Directions for this task: Lay out the lines between the one holding "For each <instance>" and the one holding "box: [38, 32, 57, 48]", inclusive, as a Markdown table with the columns Row and Line, leaving out any blank lines.

-*-*-

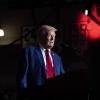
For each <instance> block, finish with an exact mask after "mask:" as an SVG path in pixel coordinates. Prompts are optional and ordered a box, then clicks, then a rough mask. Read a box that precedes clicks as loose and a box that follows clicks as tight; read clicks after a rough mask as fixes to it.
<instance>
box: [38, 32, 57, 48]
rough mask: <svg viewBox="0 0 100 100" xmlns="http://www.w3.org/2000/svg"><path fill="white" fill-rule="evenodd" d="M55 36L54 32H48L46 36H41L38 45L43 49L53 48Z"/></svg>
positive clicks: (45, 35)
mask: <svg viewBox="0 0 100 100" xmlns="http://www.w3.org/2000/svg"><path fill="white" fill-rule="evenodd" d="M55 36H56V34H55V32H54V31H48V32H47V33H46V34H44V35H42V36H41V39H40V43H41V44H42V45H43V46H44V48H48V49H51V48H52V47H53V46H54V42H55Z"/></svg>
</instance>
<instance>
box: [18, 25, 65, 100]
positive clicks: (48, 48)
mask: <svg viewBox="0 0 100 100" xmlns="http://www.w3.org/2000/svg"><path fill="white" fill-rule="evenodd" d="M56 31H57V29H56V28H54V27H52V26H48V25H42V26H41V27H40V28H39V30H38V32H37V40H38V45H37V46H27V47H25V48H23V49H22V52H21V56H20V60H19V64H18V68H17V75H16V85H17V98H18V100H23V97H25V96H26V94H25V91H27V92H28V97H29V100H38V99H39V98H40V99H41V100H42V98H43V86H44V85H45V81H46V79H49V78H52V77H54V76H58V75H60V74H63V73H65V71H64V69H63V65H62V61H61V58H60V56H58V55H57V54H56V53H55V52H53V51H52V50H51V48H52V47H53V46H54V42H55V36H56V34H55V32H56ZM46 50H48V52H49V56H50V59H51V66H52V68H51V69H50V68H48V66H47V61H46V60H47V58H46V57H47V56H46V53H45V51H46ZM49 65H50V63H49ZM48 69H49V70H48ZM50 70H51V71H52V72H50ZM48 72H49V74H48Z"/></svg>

-*-*-

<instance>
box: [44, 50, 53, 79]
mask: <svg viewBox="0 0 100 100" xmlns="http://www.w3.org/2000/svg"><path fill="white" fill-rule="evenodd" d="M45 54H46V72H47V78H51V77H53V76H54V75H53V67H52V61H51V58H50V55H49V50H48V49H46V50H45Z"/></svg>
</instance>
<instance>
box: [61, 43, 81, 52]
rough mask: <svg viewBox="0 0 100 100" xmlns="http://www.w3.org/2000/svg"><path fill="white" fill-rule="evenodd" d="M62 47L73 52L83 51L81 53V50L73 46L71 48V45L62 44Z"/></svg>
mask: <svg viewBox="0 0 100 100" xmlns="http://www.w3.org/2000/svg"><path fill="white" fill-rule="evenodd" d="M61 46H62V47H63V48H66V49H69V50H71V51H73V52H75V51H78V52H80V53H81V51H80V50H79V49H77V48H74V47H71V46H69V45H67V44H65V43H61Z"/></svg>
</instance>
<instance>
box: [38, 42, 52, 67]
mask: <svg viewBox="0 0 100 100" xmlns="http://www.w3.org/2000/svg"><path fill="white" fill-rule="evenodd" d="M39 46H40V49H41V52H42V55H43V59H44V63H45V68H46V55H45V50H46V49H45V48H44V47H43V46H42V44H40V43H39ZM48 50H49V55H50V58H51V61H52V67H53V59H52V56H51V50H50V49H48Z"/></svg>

-*-*-

Answer to this exercise:
| Row | Line |
|---|---|
| 1 | For each <instance> block, finish with an exact mask after "mask:" as an SVG path in pixel coordinates. Prompts are optional and ordered a box, then clicks, then a rough mask. Read a box that precedes clicks as loose and a box that follows clicks as tight; read clicks after a rough mask as fixes to it. |
| 2 | <instance> |
| 3 | box: [38, 32, 57, 48] |